> _INSTRUCTIONS TO FOLLOW_
Put the lines below into a numbered list, one line per number, and drop any blank lines.

> _RECORD EXCERPTS_
(begin)

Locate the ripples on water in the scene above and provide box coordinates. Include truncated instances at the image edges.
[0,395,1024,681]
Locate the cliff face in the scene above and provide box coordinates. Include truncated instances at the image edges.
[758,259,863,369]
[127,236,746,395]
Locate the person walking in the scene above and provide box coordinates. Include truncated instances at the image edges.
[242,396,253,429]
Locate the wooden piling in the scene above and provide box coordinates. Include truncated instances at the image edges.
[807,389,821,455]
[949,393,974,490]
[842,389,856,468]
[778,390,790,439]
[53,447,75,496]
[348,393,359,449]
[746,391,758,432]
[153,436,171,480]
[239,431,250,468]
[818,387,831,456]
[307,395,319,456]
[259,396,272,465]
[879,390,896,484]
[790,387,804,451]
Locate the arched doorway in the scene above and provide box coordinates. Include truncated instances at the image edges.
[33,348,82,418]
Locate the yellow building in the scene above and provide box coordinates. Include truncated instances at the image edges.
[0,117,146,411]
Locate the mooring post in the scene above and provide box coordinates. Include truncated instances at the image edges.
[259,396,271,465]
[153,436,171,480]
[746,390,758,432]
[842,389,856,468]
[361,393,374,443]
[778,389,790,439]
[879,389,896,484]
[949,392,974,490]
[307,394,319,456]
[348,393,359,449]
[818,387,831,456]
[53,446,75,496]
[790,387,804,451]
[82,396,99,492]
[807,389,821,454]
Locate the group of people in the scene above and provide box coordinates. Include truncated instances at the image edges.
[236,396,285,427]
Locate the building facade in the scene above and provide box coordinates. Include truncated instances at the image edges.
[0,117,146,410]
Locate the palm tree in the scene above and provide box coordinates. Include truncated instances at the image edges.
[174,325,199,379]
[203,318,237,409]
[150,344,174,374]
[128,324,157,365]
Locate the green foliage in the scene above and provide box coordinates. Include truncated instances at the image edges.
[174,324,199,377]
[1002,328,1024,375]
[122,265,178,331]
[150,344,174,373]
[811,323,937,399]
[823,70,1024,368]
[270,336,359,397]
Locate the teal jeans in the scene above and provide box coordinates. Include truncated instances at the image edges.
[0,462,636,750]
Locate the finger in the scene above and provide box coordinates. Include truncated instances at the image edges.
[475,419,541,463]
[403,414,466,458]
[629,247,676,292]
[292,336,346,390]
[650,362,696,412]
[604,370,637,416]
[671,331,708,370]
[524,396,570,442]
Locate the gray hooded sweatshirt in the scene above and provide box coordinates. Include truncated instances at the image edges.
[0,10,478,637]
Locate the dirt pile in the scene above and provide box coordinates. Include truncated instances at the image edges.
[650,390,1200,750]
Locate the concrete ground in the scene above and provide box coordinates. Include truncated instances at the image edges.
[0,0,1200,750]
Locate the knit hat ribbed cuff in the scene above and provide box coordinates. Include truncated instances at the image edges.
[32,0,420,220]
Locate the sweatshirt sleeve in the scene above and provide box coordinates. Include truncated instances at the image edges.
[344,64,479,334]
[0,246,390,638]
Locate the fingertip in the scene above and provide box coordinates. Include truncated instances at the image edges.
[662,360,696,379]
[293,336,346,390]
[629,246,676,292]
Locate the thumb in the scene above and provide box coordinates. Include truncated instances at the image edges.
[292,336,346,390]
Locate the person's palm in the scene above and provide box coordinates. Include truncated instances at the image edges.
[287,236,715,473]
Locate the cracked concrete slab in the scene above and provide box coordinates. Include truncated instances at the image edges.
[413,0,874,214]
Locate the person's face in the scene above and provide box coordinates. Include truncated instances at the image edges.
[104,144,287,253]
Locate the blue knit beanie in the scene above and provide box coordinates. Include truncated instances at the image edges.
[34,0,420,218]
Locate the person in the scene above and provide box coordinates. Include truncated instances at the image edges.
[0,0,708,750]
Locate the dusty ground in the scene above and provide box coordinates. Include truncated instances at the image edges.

(end)

> _THE COMPLETED TASK_
1. Locate the ripples on water in the scene above and provide box coordinates. Include truncated instances at the image edges.
2. [0,395,1024,681]
3. Locate the cliff face in the scene above and provide box coordinates. Include truncated instances at the image edges.
4. [758,259,863,369]
5. [127,236,746,395]
6. Locate the person walking in the scene above and provide box coordinates. Include truncated instances at the image edges.
7. [242,396,253,429]
8. Locate the wooden piling in the scene above and provide box coordinates. Include truncated instances at the image edges.
9. [807,389,821,455]
10. [949,393,974,490]
11. [842,389,856,468]
12. [778,390,790,439]
13. [53,447,75,496]
14. [348,393,359,449]
15. [746,391,758,432]
16. [153,436,171,480]
17. [239,431,250,468]
18. [818,387,831,456]
19. [307,395,319,456]
20. [259,396,272,465]
21. [879,390,896,484]
22. [790,387,804,451]
23. Locate the arched doorway in the scene above and provide box coordinates. Include truncated instances at the image edges.
24. [33,348,82,418]
25. Locate the yellow building in the scene above and provide box coordinates. Include truncated instances at the image edges.
26. [0,117,146,411]
27. Locate the mooring post in the scene above and provide box coordinates. Include truncated instances at the image edges.
28. [259,396,271,465]
29. [153,436,171,480]
30. [746,390,758,432]
31. [842,389,856,468]
32. [361,393,374,443]
33. [778,389,790,439]
34. [879,389,896,484]
35. [949,392,974,490]
36. [307,394,319,456]
37. [348,393,359,449]
38. [818,387,831,456]
39. [53,446,75,496]
40. [790,387,804,451]
41. [82,396,99,492]
42. [807,389,821,454]
43. Locate the group of people in the scene above and provide box coordinates. Include truncated instances at the image edges.
44. [236,396,285,427]
45. Locate the building facade in the scene above and provide box coordinates. Include truncated instances at the image edges.
46. [0,117,146,410]
47. Locate the palm tree in the scene above and provide box coordinates. Include truncated instances at the image edges.
48. [174,325,199,379]
49. [203,318,237,409]
50. [150,344,174,374]
51. [128,324,157,365]
52. Locate the green foliage in the scene above and provide box coordinates. Include truncated instances at the image edges.
53. [174,324,199,377]
54. [1002,328,1024,375]
55. [122,265,178,331]
56. [150,344,174,373]
57. [811,323,937,399]
58. [823,70,1024,368]
59. [270,336,359,397]
60. Locate the teal jeans in the scene above and provide box coordinates. Include truncated instances at the image edges.
61. [0,462,636,750]
62. Locate the finger in the scene above and provide box coordinates. Include truncated instances at the image edges.
63. [475,419,541,463]
64. [403,414,466,458]
65. [629,247,676,292]
66. [292,336,346,390]
67. [650,362,696,412]
68. [604,370,637,416]
69. [671,331,708,370]
70. [524,396,570,442]
71. Locate the gray hooded sweatshirt in the scene above and provide box coordinates. Include truncated instances at the image edges.
72. [0,10,478,637]
73. Locate the dirt pile in the scene above and provide box coordinates. Include truncated instances at the image edges.
74. [650,390,1200,750]
75. Locate the concrete ground in the scene above and provide box coordinates. Include truncated instances at the image edges.
76. [0,0,1200,750]
77. Locate the knit hat ribbed cuff in the scene above and provide box coordinates. Include truncated instances at the image edges.
78. [32,0,420,220]
79. Locate the sweatshirt sleeve in the scene above and provide box coordinates. Include truncated instances at the image edges.
80. [344,64,479,334]
81. [0,246,390,638]
82. Locate the fingertip in the scene above and provide box coordinates. Include truncated instances at the image edges.
83. [662,360,696,379]
84. [293,336,346,390]
85. [629,246,676,292]
86. Locate the thumb in the scene above and provide box coordinates. Include truncated instances at the image edges.
87. [292,336,346,390]
88. Locate the person's palm in the scene above and provide box coordinates. Include truncated instances at the image edges.
89. [287,236,715,473]
90. Locate the cracked concrete slab in the scene above and provide box coordinates. Include truncated instances at the image edges.
91. [413,0,874,214]
92. Locate the person's face in the scene above and provide box coordinates. Include truncated instances at the image edges.
93. [104,144,287,253]
94. Locate the blue knit beanie in the scene above and provide box coordinates. Include truncated instances at the image edges.
95. [34,0,420,218]
96. Locate the person in the scene above and provide box coordinates. Include truncated instances at the image edges.
97. [0,0,708,750]
98. Locate the dusty ground in the scene above and provide box coordinates. Include truncated instances at the image edges.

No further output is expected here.